§ Data for this exercise
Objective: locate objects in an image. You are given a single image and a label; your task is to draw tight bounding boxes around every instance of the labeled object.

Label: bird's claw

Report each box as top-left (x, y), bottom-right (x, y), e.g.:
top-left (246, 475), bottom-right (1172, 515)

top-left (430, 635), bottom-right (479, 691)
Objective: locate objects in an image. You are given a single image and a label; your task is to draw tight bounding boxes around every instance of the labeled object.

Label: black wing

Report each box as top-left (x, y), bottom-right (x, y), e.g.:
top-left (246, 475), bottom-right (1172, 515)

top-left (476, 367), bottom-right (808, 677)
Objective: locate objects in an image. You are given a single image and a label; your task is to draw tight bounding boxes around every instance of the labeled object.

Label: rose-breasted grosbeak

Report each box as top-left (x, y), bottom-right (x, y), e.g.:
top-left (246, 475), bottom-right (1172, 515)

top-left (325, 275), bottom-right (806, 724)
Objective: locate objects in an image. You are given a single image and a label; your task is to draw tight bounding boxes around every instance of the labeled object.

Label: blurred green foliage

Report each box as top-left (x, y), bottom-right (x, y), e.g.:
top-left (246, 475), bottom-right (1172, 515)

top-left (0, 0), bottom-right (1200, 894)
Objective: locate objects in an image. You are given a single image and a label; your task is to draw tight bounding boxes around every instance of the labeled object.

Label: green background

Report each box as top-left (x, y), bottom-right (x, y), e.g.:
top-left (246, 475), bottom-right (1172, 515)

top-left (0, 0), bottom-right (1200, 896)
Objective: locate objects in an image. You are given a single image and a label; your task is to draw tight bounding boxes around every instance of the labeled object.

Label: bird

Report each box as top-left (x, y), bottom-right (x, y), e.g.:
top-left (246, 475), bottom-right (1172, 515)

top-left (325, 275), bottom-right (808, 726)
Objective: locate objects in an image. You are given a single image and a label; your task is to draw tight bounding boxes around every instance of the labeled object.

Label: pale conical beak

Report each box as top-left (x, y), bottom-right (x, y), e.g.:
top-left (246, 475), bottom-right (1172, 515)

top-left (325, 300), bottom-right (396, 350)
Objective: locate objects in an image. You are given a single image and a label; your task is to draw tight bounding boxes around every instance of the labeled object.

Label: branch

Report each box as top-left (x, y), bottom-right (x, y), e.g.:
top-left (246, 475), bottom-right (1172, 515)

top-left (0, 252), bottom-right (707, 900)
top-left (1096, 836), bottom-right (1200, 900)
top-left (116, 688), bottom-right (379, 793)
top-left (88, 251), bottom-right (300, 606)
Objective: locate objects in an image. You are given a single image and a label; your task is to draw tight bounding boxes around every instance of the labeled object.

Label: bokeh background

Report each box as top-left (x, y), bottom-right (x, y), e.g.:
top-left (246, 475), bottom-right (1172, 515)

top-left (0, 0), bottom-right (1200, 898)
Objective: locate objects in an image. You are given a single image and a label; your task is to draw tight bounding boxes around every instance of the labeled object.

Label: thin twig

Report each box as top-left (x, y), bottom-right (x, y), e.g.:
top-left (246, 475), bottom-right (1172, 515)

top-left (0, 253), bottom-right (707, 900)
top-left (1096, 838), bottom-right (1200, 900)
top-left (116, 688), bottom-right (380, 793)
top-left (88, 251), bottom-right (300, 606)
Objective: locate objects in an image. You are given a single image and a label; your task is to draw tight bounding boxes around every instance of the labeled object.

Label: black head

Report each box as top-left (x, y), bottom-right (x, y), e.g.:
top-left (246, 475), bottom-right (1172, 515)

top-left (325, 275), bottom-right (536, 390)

§ Short problem
Convert all the entries above into a two-column CSV with the header input,output. Give one row per entry, with the entry's text under input and its answer under output, each in a single quoted field with line breaks replaced by spaces.

§ Answer to the task
input,output
"Objective: locate objects in an image. You are given a single image and a label; your task is to draw tight bounding boxes around every instance of the labeled object. Label: bird's claw Report each box as top-left (x, y), bottom-right (x, y), e.g.: top-left (246, 475), bottom-right (1172, 515)","top-left (430, 635), bottom-right (479, 691)"
"Objective: locate objects in an image. You are given a single image and a label; your task is to draw tight bounding boxes around every instance of the labeled object. Label: black wing Report each box as top-left (x, y), bottom-right (x, y), e.g.: top-left (246, 475), bottom-right (1172, 515)","top-left (476, 367), bottom-right (808, 677)"
"Objective: locate objects in an image. You are given a single image and a label; your task is to draw tight bounding boxes around every instance of the labeled object. Label: rose-breasted grosbeak Report each box as top-left (x, y), bottom-right (x, y), e.g.: top-left (246, 475), bottom-right (1172, 515)","top-left (325, 275), bottom-right (806, 724)"
"Objective: locate objects in an image. You are given a single image and a label; your task is to draw tight bounding boxes around every instance of the labeled object. Label: blurred green foliage Report each box as top-left (x, y), bottom-right (x, y), e.g.: top-left (246, 475), bottom-right (1172, 515)","top-left (0, 0), bottom-right (1200, 894)"
"Objective: locate objects in an image. You are given a single image and a label; your task is to draw tight bounding boxes around every instance of the labeled object. Label: green background Report each box as top-left (x, y), bottom-right (x, y), e.g.: top-left (246, 475), bottom-right (1172, 515)","top-left (0, 0), bottom-right (1200, 896)"
"Objective: locate objects in an image. You are given a single image and a label; your task is to draw tight bounding boxes around every instance of the labeled object. Label: bird Report each box as top-left (x, y), bottom-right (x, y), e.g.: top-left (246, 475), bottom-right (1172, 515)","top-left (325, 275), bottom-right (808, 726)"
"Objective: locate objects in an image. You are given a single image and a label; your task is to draw tight bounding boxes around every instance of the labeled object. Label: pale conical beak Report each box as top-left (x, y), bottom-right (x, y), e.g.: top-left (246, 475), bottom-right (1172, 515)","top-left (325, 300), bottom-right (396, 350)"
"Objective: locate objects in an image. You are given a single image and a label; your task is to draw tight bounding boxes around every instance of the labeled object. Label: branch Report each box as top-left (x, y), bottom-right (x, y), e.g.: top-left (246, 475), bottom-right (1172, 515)","top-left (0, 252), bottom-right (707, 900) top-left (1096, 836), bottom-right (1200, 900) top-left (116, 688), bottom-right (379, 793) top-left (88, 251), bottom-right (300, 606)"
"Objective: locate objects in an image. You are given a single image and a label; your task is to draw tight bounding boxes around every instance of the labeled object. Label: bokeh background Report each box as top-left (x, y), bottom-right (x, y), e.g.: top-left (246, 475), bottom-right (1172, 515)","top-left (0, 0), bottom-right (1200, 898)"
"Objective: locate objects in an image. You are given a single image and a label; your task is to draw tight bounding boxes around every instance of the labeled object. Label: thin twig Report each box as top-left (x, y), bottom-right (x, y), e.g.: top-left (246, 475), bottom-right (1172, 515)","top-left (0, 253), bottom-right (707, 900) top-left (1096, 838), bottom-right (1200, 900) top-left (116, 688), bottom-right (380, 793) top-left (88, 251), bottom-right (300, 606)"
"Objective: locate objects in an image. You are given a single image and a label; your task is to draw tight bounding boxes around every instance of the labeled object. Label: black head Report each box as top-left (x, y), bottom-right (x, y), e.g.: top-left (246, 475), bottom-right (1172, 515)","top-left (325, 275), bottom-right (536, 390)"